-- begin Material for the task --
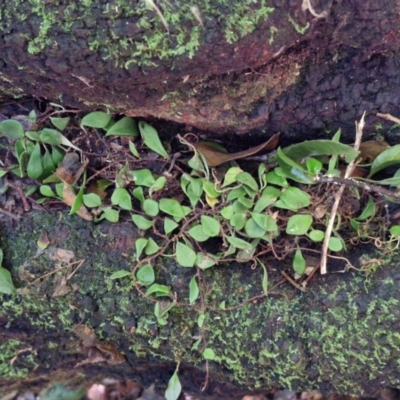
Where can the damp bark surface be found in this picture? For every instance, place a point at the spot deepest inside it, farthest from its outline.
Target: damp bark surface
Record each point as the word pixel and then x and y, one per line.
pixel 263 66
pixel 341 336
-- end Material for the task --
What you are asked to do: Copy the text of every record above word for word, leaving out the pictures.

Exercise output:
Where can the damp bark surface be found in this picture? For every instance, place a point at the spot deepest inside it, farthest from its outline.
Target: damp bark surface
Record each point as the word pixel and then x and y, one per line.
pixel 263 66
pixel 341 336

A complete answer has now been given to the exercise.